Habib Bourguiba / Rached Ghannouchi.

La dissolution du parti Ennahdha est-elle une solution quand on sait que c’est l’exclusion des islamistes du champ politique par les Destouriens qui a renforcé ces derniers ?

Par Farhat Othman *

La présidente du Parti destourien libre (PDL) qui se veut la seule incarnation de l’esprit du Destour bourguibien n’est pas à une contradiction près. Elle conteste la dissolution du Rassemblement constitutionnel démocratique (RCD) au lendemain du «Coup peuple», le 14 janvier 2014, mais ne trouve rien d’autre à faire qu’imiter ses adversaires islamistes, appelant à la dissolution de leur parti.

On pourrait dire que c’est user des mêmes armes; mais quand on dénonce la nature de telles armes, ne doit-on pas donner l’exemple en s’abstenant d’en user? Il est vrai, elles sont les plus faciles à l’usage et

Mme Moussi penserait n’en avoir pas d’autres pour ses ambitions. Ce que nous contestons, ayant déjà dit ic le potentiel que possède son parti, et tout parti ancien en Tunisie, pour réussir, usant de ce qui est la marque de nos temps : le retour des archaïsmes au sens non de vieillerie, mais de choses premières, leur essence même, qui est l’étymologie même du mot.

Il faut croire que nous ne possédons pas encore de personnel politique à la hauteur du génie populaire tunisien, pourtant patent, et que nous vérifions tous les jours avec cette maestria à se débrouiller et survivre malgré les lois et les comportements interdisant une normalité paisible. Le peuple de Tunisie sait user de sa sagesse ancestrale, un bon sens aigu pour s’adapter aux situations, s’en sortir à moindres frais : c’est la débrouillardise élevée en art! Or, comme en tout, porté à l’excès, un tel art verse en son contraire, la décadence par exemple, ce raffinement pour happy few, mais dégénérescence et abjection pour les masses privées de l’essentiel.

L’islam politique est une séquelle de Bourguiba

Il est vrai, Mme Moussi peut se targuer du fait qu’Ennahdha traîne nombre de casseroles, qu’elle s’évertue moins à prouver, étant par trop évidentes, qu’à réussir à faire accepter par les autorités qui comptent. Est-ce nouveau? Des turpitudes similaires, du même ordre immoral et illégal, ont été reprochées aux Destouriens en leur temps de gloire; Bourguiba est-il donc exempt du moindre tort? Certes, sauf à être manichéen, malhonnête et injuste, nul ne peut contester ce qui reste de lumineux de son legs; mais la justice, quand elle est justesse, impose de ne pas occulter ses zones d’ombres au prétexte du manque de lumière aujourd’hui.

## TRAVAIL DEMANDÉ
Reproduisez à l'identique le passage du texte sur Ennahdha et le PDL qui s'ouvre sur les mots contenant « L’islam politique est » et se clôt sur « de lumière aujourd’hui. ». Ces entrées n'ont aucun rapport avec le texte.

Extraits d'un jeu de données d'annotation de points:
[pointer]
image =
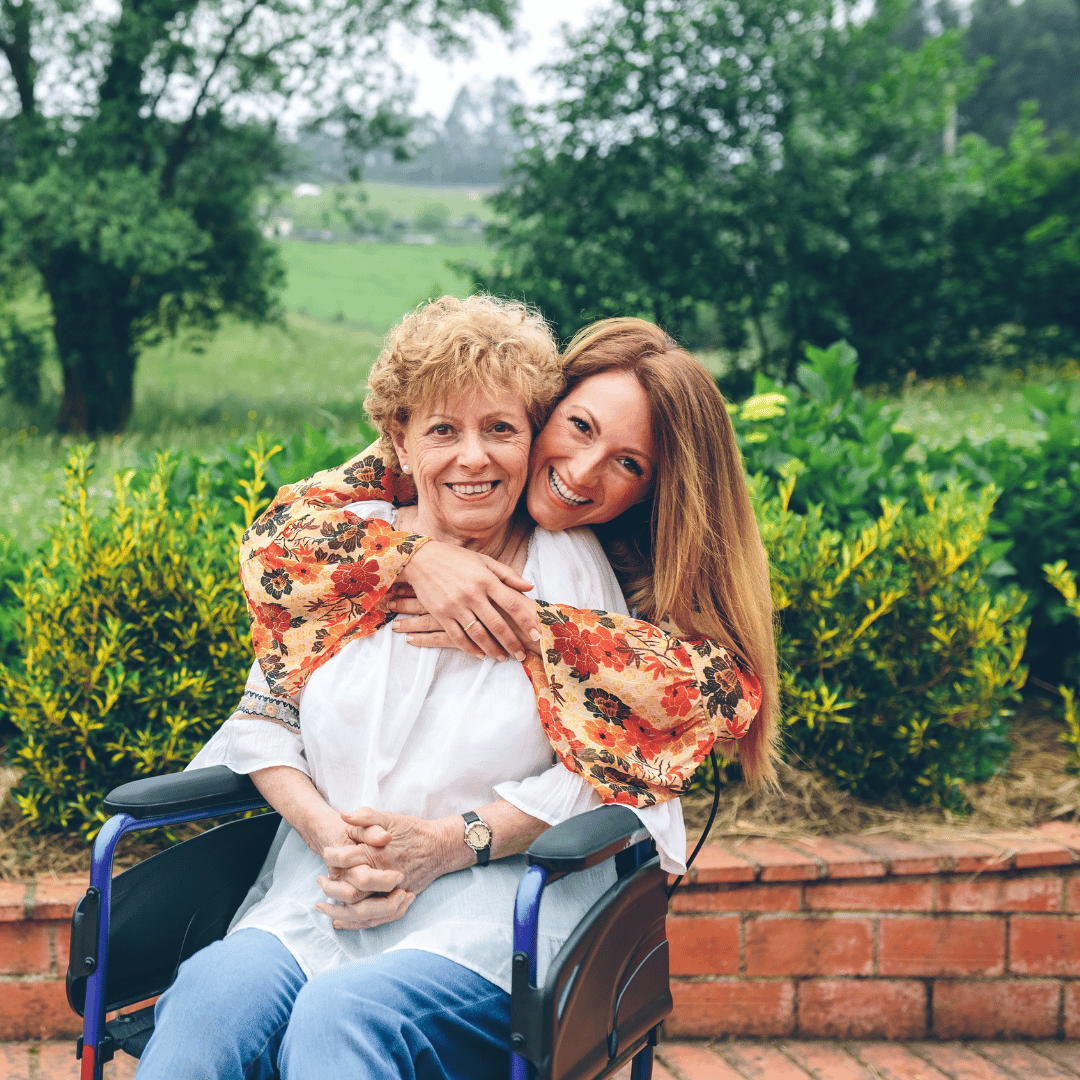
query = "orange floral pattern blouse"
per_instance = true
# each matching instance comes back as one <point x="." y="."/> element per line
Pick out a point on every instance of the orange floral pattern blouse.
<point x="632" y="707"/>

## RÉPONSE RÉDIGÉE
L’islam politique est une séquelle de Bourguiba

Il est vrai, Mme Moussi peut se targuer du fait qu’Ennahdha traîne nombre de casseroles, qu’elle s’évertue moins à prouver, étant par trop évidentes, qu’à réussir à faire accepter par les autorités qui comptent. Est-ce nouveau? Des turpitudes similaires, du même ordre immoral et illégal, ont été reprochées aux Destouriens en leur temps de gloire; Bourguiba est-il donc exempt du moindre tort? Certes, sauf à être manichéen, malhonnête et injuste, nul ne peut contester ce qui reste de lumineux de son legs; mais la justice, quand elle est justesse, impose de ne pas occulter ses zones d’ombres au prétexte du manque de lumière aujourd’hui.